Task goal | Write out, precisely and in full, each line of the material.

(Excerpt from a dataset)
[Begin]

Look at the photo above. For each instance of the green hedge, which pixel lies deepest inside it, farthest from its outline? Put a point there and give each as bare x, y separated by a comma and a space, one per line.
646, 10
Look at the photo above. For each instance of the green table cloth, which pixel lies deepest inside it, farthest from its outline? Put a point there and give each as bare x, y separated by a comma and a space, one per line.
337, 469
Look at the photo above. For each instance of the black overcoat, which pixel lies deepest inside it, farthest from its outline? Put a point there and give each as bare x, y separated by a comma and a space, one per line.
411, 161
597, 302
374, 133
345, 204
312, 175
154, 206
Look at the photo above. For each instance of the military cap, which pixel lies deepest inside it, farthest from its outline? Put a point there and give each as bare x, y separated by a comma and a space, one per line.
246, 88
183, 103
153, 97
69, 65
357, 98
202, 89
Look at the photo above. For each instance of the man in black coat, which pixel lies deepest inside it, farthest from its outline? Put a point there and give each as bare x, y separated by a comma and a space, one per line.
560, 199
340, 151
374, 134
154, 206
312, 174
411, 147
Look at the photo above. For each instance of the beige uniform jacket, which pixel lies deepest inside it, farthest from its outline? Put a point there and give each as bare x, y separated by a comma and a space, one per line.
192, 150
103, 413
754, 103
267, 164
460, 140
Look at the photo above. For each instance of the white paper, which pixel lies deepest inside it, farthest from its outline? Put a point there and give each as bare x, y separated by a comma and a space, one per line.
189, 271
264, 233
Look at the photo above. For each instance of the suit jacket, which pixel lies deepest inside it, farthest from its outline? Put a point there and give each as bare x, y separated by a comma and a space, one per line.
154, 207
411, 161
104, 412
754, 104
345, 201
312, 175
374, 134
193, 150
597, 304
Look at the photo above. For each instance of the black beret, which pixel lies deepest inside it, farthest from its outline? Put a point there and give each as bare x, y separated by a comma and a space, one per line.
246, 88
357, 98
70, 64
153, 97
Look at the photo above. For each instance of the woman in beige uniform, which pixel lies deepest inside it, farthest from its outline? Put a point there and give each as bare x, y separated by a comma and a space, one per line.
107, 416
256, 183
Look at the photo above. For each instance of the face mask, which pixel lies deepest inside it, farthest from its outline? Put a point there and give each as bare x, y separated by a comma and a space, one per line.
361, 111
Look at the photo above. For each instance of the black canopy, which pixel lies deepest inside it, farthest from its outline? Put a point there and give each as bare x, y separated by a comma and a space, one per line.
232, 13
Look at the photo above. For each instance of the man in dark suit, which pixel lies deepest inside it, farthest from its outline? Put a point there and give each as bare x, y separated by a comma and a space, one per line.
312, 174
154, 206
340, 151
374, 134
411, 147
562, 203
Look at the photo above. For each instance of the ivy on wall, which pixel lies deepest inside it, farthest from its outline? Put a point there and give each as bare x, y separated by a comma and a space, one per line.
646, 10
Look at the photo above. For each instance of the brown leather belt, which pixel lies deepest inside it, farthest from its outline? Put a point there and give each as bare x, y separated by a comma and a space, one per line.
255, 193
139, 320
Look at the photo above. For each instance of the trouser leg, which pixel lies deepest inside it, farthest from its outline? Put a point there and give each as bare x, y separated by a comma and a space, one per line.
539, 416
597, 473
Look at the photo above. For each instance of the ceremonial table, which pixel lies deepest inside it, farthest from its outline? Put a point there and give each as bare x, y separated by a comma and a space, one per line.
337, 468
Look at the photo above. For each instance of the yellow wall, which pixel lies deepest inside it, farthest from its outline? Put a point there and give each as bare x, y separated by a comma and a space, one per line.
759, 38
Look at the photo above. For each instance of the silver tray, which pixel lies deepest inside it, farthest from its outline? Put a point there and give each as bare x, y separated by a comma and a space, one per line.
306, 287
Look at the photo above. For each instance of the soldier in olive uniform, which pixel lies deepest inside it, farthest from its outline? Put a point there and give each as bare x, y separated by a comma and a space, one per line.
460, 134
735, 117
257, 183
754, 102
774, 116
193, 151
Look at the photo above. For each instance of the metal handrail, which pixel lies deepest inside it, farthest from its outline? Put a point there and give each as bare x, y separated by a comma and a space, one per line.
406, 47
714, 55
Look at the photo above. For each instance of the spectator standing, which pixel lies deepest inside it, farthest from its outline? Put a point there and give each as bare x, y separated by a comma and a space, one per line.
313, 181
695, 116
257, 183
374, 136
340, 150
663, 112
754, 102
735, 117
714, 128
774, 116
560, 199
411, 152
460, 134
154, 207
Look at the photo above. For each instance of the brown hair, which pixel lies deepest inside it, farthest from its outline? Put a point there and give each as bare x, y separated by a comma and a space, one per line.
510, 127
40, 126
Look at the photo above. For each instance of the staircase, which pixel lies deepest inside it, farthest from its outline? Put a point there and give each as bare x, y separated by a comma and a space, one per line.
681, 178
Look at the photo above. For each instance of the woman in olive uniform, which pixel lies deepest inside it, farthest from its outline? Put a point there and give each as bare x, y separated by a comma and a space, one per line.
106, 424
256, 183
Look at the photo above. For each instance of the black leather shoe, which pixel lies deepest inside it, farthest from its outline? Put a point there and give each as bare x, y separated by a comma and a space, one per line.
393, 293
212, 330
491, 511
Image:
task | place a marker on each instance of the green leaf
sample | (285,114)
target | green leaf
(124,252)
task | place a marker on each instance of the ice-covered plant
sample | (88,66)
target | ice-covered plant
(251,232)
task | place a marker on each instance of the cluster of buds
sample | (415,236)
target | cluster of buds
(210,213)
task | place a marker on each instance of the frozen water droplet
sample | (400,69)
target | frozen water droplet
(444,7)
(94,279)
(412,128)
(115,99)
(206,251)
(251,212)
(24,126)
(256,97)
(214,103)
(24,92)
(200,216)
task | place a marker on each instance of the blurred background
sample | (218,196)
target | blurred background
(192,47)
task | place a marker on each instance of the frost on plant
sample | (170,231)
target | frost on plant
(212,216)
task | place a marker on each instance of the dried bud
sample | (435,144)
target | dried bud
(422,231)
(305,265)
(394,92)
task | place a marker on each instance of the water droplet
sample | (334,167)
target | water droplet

[End]

Result for this exercise |
Look at the photo above. For each instance of the green hedge, which pixel lies deepest inside it, farthest from its outline? Put a point there and give each as bare x, y separated by a comma and a space, one per line.
646, 10
Look at the photo above. For each instance of the green table cloth, which pixel lies deepest inside it, farthest from its outline? Put a point there and give each as bare x, y separated by a comma and a space, one per line.
337, 469
Look at the photo above. For each instance of the black overcoat, which pixel lies deepest inside it, farthest from its outline? Put a point there and give each as bare x, y separated by a comma and a space, one per line.
411, 161
597, 302
374, 133
345, 204
312, 175
154, 206
Look at the photo above. For each instance of the military cap, which pixel lies deepest inside it, farthest from its outline? Put a point there and give each as bare x, y separated by a comma and a space, one per line.
246, 88
183, 103
153, 97
69, 65
357, 98
202, 89
Look at the photo above. For each instance of the man in black coat, which pixel lies deepest inside it, farthest from its outline? Put a point there and give each as bare x, y separated by a comma and a space, one per line.
560, 199
340, 151
374, 134
154, 206
312, 174
411, 147
Look at the photo above. For each instance of the beige uniform jacket, which pixel lies deepest inside it, farthest from its outline? Put a point there and give each as bare x, y separated by a comma and a space, one per line.
192, 150
103, 413
754, 103
267, 164
460, 140
Look at the photo above. For each instance of the white paper, which pixel lies deepest inside it, farthest from its outline? Put a point there and give each as bare x, y separated by a comma and a space, one per line.
189, 271
264, 233
Look at the photo above. For each instance of the suit jacket, which pixel lies deepest inside it, farthest from its outline? Put a point there and give each as bare x, y separated by a comma and a space, one per line.
154, 207
411, 161
104, 412
754, 104
345, 201
312, 175
374, 134
193, 150
597, 304
Look at the photo above. For each instance of the black beret, which pixel lies deepest inside it, farthest from its outline? Put a point there and give each as bare x, y separated by a comma and a space, one per line.
246, 88
357, 98
70, 64
153, 97
Look at the photo above. For each instance of the woman in beige uniform, which pixel lies deepest inside it, farthest from its outline? Put a point there and give each as bare x, y separated by a comma and a space, one per line.
107, 416
256, 183
Look at the photo above. For each instance of the face mask, which pixel lies deepest inside it, farthest from its outline? Put a point there and give each as bare x, y separated by a comma and a space, one per line.
361, 111
Look at the photo above. For each instance of the black canopy, which pixel lies deepest inside it, farthest from its outline? Put a point there and give each as bare x, y separated by a comma and a space, one per line.
232, 13
Look at the photo above. For each instance of the man in dark suit, which pixel lies deepest inside it, farthest from its outline? Put a point there and give each as bare x, y separated by a comma and a space, one per line.
312, 174
154, 206
340, 151
374, 134
411, 147
562, 203
Look at the photo above. For each instance of the ivy on wall, which pixel lies deepest inside it, farthest from its outline? Put a point there and give each as bare x, y separated by a comma and a space, one per line.
646, 10
Look at the photo above. For each instance of the brown leather belt, which pixel lies deepest inside it, farthest from its outline? Put a point there and give each as bare x, y separated by a comma and a space, one per line.
255, 193
139, 320
Look at the photo above. For each instance of the trouser leg, which pixel lies deepest inside it, farthest from its outline? Put a point there and give each as bare x, y separated by a comma and a space, one per line.
539, 416
597, 473
Look at the photo above. For each instance of the ceremonial table, which pixel lies deepest inside it, farthest from its outline? Put a point there and give each as bare x, y separated by a comma and a space, one per line.
337, 468
Look at the photo above. For each instance of the yellow wall, which pixel lies deepest inside it, farthest from its outline? Put a point there and give each as bare x, y separated by a comma and a space, one per line.
759, 38
Look at the photo above. For each instance of the silver tray, which pixel lies deepest inside it, farthest from its outline? Put a point there and give each as bare x, y separated by a comma and a space, one per line.
306, 287
Look at the photo above. For each instance of the soldier in olive uniform, which pixel lies deepest inside it, farthest from its outline? Put a point there and give each as bare x, y separated by a comma and a space, one per line.
460, 134
735, 117
257, 183
754, 102
774, 116
193, 151
Look at the photo above. For each instance of the metal handrail, which pixel lies deepest inside it, farthest from its outline? Put a point there and give each as bare x, y separated by a comma and a space, one per line.
406, 47
714, 55
Look at the photo above. For each instance of the spectator standing, which pixel lies deepest inside it, farthest from its outline? Put a point there and give each as bare x, y separated by a comma and a space, one per line.
313, 181
695, 116
257, 183
374, 136
340, 150
663, 112
754, 102
735, 117
714, 128
774, 116
560, 199
411, 152
460, 134
154, 207
Look at the photo above. For each instance of the brown hair, which pixel lies deepest inside it, farthest from its outline? Put a point there and give each as bare x, y separated by a comma and a space, one per line.
510, 127
40, 126
Look at the photo above. For each instance of the staircase, which pixel lies deepest inside it, farthest from its outline? Put a point there and give each as bare x, y separated by a comma and a space, one per line.
681, 178
Look at the photo above. For each instance of the woman in olive uniform, which pixel lies deepest inside it, farthest from its outline? Put a point there and give each as bare x, y separated by a comma and a space, one per line.
106, 424
256, 183
Look at the photo above. For each instance of the black leather shoe, which pixel lies deepest inside it, farthest from its outline? Put a point there and give each as bare x, y separated by a comma and a space, one per line.
393, 293
212, 330
491, 511
Image:
task | place a marker on each instance of the green leaf
sample | (285,114)
target | green leaf
(124,252)
task | place a marker on each instance of the ice-covered plant
sample | (88,66)
target | ice-covered plant
(251,232)
task | place a marker on each instance of the cluster of buds
sample | (415,236)
target | cluster of buds
(210,213)
task | place a marker on each instance of the frozen water droplet
sample | (400,69)
target | frozen water droplet
(444,7)
(94,279)
(412,128)
(115,99)
(206,251)
(251,212)
(24,126)
(256,97)
(214,103)
(24,92)
(200,216)
task | place a marker on each instance of the blurred background
sample | (218,196)
target | blurred background
(192,47)
task | place a marker on each instance of the frost on plant
sample | (170,231)
target | frost on plant
(212,216)
task | place a marker on each instance of the dried bud
sample | (435,144)
target | dried bud
(422,231)
(305,265)
(394,92)
task | place a marker on each instance of the water droplet
sample | (334,167)
target | water droplet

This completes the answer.